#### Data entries
▽

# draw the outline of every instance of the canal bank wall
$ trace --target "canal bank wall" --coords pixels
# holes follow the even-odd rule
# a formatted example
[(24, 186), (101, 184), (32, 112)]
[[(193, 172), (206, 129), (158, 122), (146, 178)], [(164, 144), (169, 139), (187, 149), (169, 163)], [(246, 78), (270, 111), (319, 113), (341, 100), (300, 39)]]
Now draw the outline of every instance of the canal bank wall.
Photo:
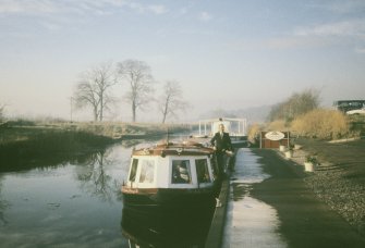
[(209, 233), (205, 243), (206, 248), (220, 248), (222, 246), (229, 196), (230, 175), (228, 175), (222, 182), (216, 210), (212, 215)]

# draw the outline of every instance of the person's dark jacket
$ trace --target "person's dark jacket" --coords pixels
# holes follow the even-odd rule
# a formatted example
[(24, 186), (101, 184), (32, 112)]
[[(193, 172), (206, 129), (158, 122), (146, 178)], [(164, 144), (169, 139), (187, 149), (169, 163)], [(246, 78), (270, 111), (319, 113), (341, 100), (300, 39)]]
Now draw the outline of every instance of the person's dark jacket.
[(216, 147), (218, 152), (223, 152), (226, 150), (232, 151), (232, 142), (228, 133), (223, 133), (222, 137), (219, 132), (216, 133), (210, 139), (210, 144)]

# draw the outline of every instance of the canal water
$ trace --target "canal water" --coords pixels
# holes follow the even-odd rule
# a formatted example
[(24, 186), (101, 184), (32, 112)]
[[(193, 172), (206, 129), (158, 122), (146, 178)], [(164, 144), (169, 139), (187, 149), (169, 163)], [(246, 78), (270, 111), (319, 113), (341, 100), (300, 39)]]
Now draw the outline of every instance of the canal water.
[(1, 247), (129, 247), (122, 235), (124, 144), (52, 166), (0, 173)]
[(210, 220), (184, 225), (123, 209), (132, 149), (155, 142), (130, 140), (72, 162), (0, 173), (0, 247), (137, 247), (141, 237), (147, 246), (146, 237), (203, 247)]
[(231, 176), (231, 193), (224, 226), (223, 247), (288, 247), (277, 232), (277, 211), (250, 194), (253, 184), (268, 178), (248, 148), (238, 151)]

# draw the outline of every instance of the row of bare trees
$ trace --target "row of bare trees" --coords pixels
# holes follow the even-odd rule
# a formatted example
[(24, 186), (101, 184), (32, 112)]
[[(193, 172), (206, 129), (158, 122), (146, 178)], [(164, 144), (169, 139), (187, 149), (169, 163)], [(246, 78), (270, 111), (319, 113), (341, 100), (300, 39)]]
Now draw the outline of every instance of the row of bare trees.
[(268, 119), (271, 122), (276, 120), (291, 122), (295, 117), (317, 109), (320, 103), (319, 95), (320, 91), (313, 88), (294, 92), (285, 101), (273, 106)]
[(120, 84), (123, 86), (123, 100), (131, 106), (132, 122), (136, 122), (137, 111), (146, 110), (151, 103), (157, 104), (161, 113), (161, 122), (175, 117), (178, 112), (185, 111), (188, 103), (183, 100), (183, 92), (178, 82), (167, 80), (159, 100), (156, 100), (155, 85), (150, 66), (138, 60), (125, 60), (117, 63), (102, 63), (84, 72), (76, 85), (74, 107), (90, 108), (94, 121), (102, 121), (105, 112), (117, 104), (112, 89)]

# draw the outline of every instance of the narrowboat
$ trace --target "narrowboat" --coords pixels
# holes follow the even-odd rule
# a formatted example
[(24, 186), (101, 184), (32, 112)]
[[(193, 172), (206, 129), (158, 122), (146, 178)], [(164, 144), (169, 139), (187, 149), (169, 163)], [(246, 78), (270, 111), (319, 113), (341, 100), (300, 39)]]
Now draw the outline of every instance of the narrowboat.
[(232, 146), (234, 148), (247, 147), (247, 120), (233, 117), (219, 117), (200, 120), (198, 124), (198, 134), (193, 137), (211, 138), (219, 132), (219, 125), (223, 124), (226, 132), (230, 134)]
[(123, 206), (150, 211), (214, 208), (219, 190), (215, 150), (186, 140), (132, 151)]

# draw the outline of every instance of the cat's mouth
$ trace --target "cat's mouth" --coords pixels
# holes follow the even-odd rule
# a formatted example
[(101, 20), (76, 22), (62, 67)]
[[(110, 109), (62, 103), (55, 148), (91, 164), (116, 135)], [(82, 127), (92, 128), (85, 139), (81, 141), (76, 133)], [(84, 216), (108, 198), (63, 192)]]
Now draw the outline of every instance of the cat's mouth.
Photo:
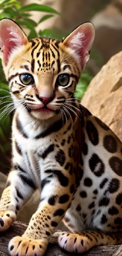
[(29, 105), (31, 108), (31, 110), (32, 111), (34, 111), (35, 112), (40, 112), (40, 111), (46, 111), (47, 112), (50, 112), (51, 111), (54, 111), (54, 110), (52, 109), (50, 107), (48, 107), (47, 105), (44, 105), (44, 104), (43, 103), (42, 104), (42, 104), (39, 105), (39, 106), (38, 106), (38, 105), (34, 105), (32, 104), (29, 104)]
[(38, 108), (37, 109), (35, 109), (34, 110), (38, 112), (40, 111), (46, 111), (47, 112), (49, 112), (50, 111), (52, 111), (52, 109), (48, 108), (46, 106), (44, 106), (42, 107)]

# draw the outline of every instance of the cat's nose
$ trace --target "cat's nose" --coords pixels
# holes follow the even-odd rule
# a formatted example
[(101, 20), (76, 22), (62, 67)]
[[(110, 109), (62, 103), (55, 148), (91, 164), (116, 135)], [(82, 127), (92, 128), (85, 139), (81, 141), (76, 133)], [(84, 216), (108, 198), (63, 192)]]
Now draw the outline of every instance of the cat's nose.
[(49, 98), (44, 98), (44, 97), (39, 97), (39, 99), (41, 101), (42, 101), (44, 104), (46, 104), (47, 102), (50, 99)]

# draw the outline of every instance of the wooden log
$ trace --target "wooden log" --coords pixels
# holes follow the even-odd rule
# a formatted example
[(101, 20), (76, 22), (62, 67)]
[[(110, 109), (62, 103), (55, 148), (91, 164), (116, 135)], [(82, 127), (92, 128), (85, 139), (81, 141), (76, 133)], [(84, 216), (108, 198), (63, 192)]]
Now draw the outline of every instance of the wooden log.
[[(8, 245), (10, 239), (16, 236), (21, 236), (28, 225), (15, 222), (8, 230), (0, 234), (0, 255), (8, 256)], [(94, 247), (83, 254), (84, 256), (112, 256), (119, 248), (120, 246), (97, 246)], [(76, 256), (76, 253), (67, 253), (62, 250), (57, 243), (57, 237), (51, 238), (45, 256)], [(81, 255), (81, 254), (80, 254)]]

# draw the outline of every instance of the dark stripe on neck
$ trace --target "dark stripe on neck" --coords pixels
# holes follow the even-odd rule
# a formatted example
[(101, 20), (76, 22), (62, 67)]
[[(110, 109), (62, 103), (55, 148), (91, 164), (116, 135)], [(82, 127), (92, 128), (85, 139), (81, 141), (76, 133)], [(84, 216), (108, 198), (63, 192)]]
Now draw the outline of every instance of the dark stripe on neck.
[[(66, 122), (66, 117), (64, 117), (63, 125), (64, 125)], [(18, 117), (17, 117), (16, 118), (16, 127), (18, 131), (23, 135), (24, 137), (26, 139), (29, 138), (28, 135), (24, 131), (22, 125), (19, 120)], [(44, 138), (46, 136), (49, 135), (52, 132), (58, 132), (63, 127), (63, 121), (62, 118), (60, 119), (55, 122), (50, 126), (45, 131), (44, 131), (38, 135), (33, 138), (34, 139), (38, 139), (41, 138)]]
[(54, 144), (51, 144), (45, 150), (43, 153), (42, 157), (43, 159), (47, 157), (48, 154), (54, 150)]
[[(64, 125), (66, 123), (66, 118), (64, 118)], [(38, 135), (37, 135), (34, 139), (38, 139), (41, 138), (44, 138), (46, 136), (49, 135), (52, 132), (56, 132), (59, 131), (63, 126), (63, 122), (62, 119), (60, 119), (53, 124), (51, 126), (48, 128), (46, 131), (40, 133)]]
[(27, 177), (24, 176), (23, 175), (21, 174), (21, 173), (19, 173), (18, 176), (19, 176), (20, 178), (21, 179), (24, 184), (25, 183), (26, 184), (27, 184), (30, 187), (31, 187), (33, 189), (36, 189), (36, 187), (31, 179), (28, 178)]
[(23, 137), (26, 139), (28, 139), (29, 136), (27, 135), (26, 132), (24, 130), (22, 125), (19, 120), (18, 116), (16, 118), (16, 128), (18, 131), (23, 135)]

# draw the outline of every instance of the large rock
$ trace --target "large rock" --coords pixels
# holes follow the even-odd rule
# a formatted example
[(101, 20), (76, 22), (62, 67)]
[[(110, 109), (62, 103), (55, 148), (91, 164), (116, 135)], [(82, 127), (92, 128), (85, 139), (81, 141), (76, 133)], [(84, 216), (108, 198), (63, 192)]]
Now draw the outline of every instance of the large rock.
[(122, 1), (114, 0), (91, 20), (95, 28), (94, 46), (106, 63), (122, 50)]
[(122, 141), (122, 52), (112, 57), (92, 80), (81, 103)]

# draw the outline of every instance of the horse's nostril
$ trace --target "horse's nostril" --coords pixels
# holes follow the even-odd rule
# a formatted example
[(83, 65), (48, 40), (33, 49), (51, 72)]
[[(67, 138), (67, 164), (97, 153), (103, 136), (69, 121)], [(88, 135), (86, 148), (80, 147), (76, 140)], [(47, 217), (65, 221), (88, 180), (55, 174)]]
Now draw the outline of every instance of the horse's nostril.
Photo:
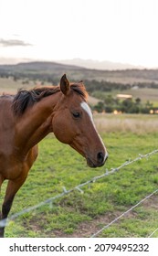
[(97, 159), (99, 163), (102, 163), (104, 161), (104, 154), (102, 152), (99, 152), (97, 155)]

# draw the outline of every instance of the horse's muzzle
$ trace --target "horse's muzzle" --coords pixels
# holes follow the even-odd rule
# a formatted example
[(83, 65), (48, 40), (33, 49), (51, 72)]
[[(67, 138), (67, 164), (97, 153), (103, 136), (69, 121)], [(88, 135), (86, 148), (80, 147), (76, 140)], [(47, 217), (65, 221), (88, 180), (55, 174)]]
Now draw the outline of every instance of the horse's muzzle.
[(102, 152), (97, 154), (97, 159), (87, 158), (87, 164), (91, 168), (100, 167), (105, 164), (105, 161), (108, 159), (108, 154), (105, 155)]

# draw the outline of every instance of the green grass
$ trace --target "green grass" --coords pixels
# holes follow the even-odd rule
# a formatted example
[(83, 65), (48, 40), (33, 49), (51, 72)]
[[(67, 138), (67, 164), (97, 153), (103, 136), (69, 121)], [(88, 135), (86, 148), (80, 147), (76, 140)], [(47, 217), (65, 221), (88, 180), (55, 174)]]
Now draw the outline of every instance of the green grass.
[[(10, 216), (117, 167), (139, 154), (158, 148), (158, 133), (101, 133), (109, 151), (103, 167), (90, 169), (86, 161), (53, 135), (39, 144), (39, 156), (18, 191)], [(90, 236), (158, 187), (158, 155), (138, 161), (119, 172), (26, 213), (9, 222), (6, 237)], [(5, 184), (1, 197), (4, 197)], [(147, 237), (157, 228), (156, 196), (100, 233), (101, 237)], [(154, 199), (154, 200), (153, 200)], [(84, 227), (84, 229), (82, 229)], [(90, 228), (91, 227), (91, 228)], [(82, 230), (83, 229), (83, 230)], [(158, 233), (155, 233), (158, 237)]]

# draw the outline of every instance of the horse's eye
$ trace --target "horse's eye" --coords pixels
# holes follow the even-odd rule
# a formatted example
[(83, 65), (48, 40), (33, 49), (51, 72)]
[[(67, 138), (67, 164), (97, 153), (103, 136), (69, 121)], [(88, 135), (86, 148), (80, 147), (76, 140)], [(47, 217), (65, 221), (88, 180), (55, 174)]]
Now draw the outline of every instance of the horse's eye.
[(73, 112), (73, 117), (75, 118), (79, 118), (80, 117), (80, 113), (79, 112)]

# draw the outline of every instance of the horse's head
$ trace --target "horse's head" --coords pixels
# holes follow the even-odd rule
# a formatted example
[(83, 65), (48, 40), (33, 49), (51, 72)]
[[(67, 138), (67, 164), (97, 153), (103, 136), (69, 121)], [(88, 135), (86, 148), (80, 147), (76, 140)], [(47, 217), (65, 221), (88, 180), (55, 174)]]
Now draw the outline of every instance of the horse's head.
[(56, 137), (81, 154), (89, 166), (103, 165), (108, 153), (95, 128), (83, 83), (69, 84), (64, 75), (59, 86), (61, 97), (53, 115)]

△

#### Objective
Copy out, character for character, the part of the items above that begins with the line containing "# draw the outline of every instance of the cat's nose" and ends with the line containing "Now draw the outline of every instance of the cat's nose.", including both of those lines.

#### Written response
# draw the outline of every instance of the cat's nose
$ trace --target "cat's nose" --coords pixels
# holes follow the even-odd rule
# a formatted example
[(101, 20), (76, 22), (62, 67)]
[[(110, 109), (62, 103), (55, 148), (91, 164), (116, 135)], [(82, 127), (92, 128), (85, 139), (81, 141), (76, 133)], [(84, 216), (108, 198), (63, 192)]]
Now draw the outline of every instance of the cat's nose.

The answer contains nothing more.